• _INFORMATION_
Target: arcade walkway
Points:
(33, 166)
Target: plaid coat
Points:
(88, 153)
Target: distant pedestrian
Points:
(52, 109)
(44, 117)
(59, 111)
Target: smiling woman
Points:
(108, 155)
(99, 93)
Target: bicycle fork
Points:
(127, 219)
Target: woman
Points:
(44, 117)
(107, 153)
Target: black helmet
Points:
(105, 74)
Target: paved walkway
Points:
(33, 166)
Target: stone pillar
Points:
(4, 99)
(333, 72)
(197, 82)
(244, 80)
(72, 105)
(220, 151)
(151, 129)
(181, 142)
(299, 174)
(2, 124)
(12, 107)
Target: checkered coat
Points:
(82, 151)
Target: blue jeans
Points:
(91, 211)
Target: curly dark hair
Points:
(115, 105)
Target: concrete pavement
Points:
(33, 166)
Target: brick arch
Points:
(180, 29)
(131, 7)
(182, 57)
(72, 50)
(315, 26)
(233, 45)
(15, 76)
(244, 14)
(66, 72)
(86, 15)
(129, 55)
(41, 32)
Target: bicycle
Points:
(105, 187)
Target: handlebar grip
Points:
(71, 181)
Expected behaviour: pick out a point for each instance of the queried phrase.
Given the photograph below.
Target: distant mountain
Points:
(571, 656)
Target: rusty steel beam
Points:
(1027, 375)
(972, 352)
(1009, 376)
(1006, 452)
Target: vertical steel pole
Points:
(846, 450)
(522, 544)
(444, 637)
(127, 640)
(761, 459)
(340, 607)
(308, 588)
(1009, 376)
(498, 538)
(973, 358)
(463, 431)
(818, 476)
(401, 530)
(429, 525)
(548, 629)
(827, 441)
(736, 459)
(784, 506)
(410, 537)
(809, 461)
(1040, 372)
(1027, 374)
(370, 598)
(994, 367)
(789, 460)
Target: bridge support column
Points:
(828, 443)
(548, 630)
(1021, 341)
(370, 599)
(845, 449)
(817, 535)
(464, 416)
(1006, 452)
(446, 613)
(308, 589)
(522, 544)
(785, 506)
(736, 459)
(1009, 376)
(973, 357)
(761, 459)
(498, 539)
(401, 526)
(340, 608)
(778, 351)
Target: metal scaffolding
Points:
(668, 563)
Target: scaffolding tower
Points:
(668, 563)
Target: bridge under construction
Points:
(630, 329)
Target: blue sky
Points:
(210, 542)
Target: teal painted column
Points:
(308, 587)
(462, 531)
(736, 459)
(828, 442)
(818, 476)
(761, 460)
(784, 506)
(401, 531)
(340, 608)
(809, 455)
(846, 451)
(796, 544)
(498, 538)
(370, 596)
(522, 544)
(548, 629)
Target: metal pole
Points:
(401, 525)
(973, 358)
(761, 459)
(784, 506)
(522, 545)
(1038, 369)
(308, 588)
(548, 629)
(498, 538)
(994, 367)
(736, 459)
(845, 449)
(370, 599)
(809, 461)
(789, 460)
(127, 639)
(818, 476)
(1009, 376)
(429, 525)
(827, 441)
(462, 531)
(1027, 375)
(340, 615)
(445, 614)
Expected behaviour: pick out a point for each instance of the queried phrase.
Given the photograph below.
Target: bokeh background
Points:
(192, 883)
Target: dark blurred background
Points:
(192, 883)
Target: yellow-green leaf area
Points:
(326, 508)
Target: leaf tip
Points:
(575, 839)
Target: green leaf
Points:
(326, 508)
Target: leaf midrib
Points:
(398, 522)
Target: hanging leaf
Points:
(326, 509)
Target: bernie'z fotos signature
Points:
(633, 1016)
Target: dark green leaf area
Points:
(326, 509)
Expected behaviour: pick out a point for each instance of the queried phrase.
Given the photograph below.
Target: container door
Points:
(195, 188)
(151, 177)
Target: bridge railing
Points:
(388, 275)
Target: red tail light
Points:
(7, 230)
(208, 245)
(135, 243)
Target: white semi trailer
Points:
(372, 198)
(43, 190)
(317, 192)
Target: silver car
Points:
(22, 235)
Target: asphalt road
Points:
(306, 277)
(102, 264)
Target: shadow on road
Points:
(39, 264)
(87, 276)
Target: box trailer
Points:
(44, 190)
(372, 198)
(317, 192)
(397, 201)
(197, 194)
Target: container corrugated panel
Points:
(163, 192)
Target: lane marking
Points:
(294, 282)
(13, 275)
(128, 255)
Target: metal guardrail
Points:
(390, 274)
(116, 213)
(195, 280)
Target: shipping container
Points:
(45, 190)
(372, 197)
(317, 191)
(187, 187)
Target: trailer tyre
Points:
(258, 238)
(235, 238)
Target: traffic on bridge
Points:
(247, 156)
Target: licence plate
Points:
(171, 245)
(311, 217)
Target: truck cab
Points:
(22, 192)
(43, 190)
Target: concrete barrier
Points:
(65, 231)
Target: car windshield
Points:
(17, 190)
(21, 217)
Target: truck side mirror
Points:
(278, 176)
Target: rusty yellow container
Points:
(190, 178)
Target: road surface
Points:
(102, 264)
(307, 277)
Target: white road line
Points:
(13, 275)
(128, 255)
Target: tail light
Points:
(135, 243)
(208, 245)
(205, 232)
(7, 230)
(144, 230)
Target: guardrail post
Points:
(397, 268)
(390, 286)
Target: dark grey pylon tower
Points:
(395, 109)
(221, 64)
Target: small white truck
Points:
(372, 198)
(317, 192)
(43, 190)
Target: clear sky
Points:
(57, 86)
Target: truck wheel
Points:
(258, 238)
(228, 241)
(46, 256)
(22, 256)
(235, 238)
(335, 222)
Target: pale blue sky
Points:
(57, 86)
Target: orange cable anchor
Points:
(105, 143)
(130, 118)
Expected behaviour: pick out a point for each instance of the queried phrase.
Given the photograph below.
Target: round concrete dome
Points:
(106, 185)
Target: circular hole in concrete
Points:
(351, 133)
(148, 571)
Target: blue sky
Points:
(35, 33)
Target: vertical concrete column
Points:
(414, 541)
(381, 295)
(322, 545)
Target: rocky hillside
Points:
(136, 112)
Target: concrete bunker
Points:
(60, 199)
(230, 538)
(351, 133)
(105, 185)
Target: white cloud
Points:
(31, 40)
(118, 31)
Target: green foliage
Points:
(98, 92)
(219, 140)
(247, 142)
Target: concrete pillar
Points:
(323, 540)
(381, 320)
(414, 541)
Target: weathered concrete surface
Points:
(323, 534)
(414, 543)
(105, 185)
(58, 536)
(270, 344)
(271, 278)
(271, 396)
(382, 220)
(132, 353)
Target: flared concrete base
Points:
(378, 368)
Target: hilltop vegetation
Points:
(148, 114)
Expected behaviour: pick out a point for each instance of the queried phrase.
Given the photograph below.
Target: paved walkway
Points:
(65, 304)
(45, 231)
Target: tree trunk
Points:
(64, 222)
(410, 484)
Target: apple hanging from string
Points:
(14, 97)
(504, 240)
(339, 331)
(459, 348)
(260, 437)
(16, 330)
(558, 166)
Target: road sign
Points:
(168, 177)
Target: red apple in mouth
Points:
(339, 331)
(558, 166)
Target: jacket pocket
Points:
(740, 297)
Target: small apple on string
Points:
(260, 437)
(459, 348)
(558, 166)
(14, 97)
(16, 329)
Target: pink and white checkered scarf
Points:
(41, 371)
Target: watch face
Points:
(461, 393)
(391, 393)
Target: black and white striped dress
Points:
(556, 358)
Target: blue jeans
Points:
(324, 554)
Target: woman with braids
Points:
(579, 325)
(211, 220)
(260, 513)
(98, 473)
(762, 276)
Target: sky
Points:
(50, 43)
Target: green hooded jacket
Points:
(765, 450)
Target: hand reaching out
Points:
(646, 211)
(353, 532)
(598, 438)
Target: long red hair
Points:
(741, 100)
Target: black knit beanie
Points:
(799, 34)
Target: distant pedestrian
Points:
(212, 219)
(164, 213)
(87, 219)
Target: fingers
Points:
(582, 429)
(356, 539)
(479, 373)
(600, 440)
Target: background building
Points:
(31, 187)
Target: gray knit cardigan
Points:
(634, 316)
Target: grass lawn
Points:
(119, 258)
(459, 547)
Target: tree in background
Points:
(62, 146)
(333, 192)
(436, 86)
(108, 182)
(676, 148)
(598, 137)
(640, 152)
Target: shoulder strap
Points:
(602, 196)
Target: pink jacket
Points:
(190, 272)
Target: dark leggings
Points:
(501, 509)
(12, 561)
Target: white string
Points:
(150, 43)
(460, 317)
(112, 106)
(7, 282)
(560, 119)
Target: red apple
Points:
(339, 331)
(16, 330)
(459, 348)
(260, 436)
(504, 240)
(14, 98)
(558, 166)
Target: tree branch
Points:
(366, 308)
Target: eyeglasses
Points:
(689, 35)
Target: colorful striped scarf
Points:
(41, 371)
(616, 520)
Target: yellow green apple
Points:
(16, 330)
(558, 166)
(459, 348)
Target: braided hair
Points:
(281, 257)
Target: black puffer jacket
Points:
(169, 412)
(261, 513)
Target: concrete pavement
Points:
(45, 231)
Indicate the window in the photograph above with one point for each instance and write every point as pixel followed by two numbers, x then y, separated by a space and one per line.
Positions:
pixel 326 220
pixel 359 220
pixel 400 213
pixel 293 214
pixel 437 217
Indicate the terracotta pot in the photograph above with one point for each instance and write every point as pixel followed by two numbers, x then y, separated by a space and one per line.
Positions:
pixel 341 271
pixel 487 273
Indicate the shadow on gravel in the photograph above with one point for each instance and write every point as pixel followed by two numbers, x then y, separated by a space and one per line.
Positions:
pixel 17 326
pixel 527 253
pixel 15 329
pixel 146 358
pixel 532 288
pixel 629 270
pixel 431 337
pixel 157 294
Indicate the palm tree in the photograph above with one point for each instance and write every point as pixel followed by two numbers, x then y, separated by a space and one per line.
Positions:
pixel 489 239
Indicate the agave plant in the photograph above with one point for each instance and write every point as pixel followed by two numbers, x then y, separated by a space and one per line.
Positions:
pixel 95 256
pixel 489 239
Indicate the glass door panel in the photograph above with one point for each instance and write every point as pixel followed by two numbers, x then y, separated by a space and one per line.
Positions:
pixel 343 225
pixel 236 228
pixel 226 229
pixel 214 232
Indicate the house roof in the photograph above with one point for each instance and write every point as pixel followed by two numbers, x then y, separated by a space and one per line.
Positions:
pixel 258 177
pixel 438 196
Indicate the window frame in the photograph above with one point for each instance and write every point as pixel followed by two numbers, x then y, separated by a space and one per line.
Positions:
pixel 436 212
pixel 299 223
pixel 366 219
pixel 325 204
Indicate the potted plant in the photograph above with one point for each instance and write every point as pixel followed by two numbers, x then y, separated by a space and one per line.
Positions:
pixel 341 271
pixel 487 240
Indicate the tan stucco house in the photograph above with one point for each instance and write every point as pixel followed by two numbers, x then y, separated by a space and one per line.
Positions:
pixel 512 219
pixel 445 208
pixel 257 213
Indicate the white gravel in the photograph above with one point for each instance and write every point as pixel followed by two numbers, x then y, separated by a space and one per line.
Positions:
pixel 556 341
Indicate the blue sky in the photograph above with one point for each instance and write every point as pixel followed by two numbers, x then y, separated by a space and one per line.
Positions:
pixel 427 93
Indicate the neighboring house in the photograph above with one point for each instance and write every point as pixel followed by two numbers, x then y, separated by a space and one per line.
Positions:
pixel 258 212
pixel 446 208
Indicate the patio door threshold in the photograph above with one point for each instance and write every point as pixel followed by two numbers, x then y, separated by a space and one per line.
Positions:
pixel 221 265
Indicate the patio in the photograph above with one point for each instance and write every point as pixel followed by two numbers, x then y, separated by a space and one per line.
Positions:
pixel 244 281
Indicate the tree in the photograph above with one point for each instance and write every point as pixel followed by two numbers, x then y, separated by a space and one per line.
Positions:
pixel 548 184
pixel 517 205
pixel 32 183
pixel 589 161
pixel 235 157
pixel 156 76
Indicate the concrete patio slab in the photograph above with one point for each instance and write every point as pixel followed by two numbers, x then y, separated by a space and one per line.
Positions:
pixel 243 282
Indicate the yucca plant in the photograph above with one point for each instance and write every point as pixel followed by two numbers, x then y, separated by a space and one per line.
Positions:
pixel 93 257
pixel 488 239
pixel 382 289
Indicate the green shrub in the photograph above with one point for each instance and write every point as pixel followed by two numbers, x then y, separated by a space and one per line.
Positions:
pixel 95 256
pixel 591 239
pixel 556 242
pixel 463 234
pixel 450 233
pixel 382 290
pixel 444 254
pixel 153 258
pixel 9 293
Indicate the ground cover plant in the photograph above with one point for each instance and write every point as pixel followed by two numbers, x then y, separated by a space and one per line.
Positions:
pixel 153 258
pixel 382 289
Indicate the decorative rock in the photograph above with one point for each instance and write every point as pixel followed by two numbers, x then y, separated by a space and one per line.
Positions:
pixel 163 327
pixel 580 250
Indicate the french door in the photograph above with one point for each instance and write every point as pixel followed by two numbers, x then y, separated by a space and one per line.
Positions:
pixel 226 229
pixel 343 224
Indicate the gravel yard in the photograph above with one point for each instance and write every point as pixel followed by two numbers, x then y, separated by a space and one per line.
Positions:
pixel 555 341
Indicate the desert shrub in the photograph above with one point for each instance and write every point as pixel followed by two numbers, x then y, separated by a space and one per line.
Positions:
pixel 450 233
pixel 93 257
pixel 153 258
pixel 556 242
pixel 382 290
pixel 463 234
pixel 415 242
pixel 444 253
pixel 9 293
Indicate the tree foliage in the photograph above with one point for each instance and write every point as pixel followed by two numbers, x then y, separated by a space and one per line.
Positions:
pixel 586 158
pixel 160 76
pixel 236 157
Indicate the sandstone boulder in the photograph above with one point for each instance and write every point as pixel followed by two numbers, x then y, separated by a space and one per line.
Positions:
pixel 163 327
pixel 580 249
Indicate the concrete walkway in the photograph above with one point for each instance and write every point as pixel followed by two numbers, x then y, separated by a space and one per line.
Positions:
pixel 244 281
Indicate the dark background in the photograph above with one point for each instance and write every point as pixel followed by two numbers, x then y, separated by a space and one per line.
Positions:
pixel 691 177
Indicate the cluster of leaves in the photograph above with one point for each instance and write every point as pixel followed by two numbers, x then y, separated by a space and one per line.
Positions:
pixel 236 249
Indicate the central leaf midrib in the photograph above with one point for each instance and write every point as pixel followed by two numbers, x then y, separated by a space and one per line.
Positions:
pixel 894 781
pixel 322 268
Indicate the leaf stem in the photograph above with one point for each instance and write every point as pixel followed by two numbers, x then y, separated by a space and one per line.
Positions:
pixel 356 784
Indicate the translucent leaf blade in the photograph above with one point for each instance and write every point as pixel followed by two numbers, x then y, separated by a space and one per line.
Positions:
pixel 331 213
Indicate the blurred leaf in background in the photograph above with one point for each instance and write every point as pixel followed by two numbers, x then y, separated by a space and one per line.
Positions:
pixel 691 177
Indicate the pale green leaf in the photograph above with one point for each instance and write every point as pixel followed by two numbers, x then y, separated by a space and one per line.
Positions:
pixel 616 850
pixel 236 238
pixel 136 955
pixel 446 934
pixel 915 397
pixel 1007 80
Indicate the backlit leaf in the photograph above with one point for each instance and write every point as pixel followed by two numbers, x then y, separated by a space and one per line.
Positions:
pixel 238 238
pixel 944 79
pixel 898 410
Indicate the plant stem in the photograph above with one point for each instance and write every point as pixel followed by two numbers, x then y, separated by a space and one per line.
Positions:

• _WORK ORDER_
Reprint exactly the lines above that start at the one with "Target: bokeh background" and end at the one with "Target: box trailer", keeping both and adding none.

• _TASK RESULT_
Target: bokeh background
Points:
(192, 883)
Target: dark blurred background
Points:
(192, 883)
Target: yellow-green leaf area
Points:
(326, 508)
Target: leaf tip
Points:
(575, 839)
Target: green leaf
Points:
(326, 508)
Target: leaf midrib
Points:
(398, 522)
Target: hanging leaf
Points:
(326, 509)
Target: bernie'z fotos signature
Points:
(633, 1016)
Target: dark green leaf area
Points:
(326, 509)
Expected behaviour: pick out a point for each instance of the queried phrase.
Given the photograph below.
Target: container door
Points:
(195, 188)
(151, 177)
Target: bridge railing
Points:
(388, 275)
Target: red tail light
Points:
(7, 230)
(208, 245)
(135, 243)
Target: white semi trailer
Points:
(372, 198)
(43, 190)
(317, 192)
Target: silver car
Points:
(22, 235)
Target: asphalt road
Points:
(306, 277)
(102, 264)
Target: shadow on road
Points:
(39, 264)
(87, 276)
Target: box trailer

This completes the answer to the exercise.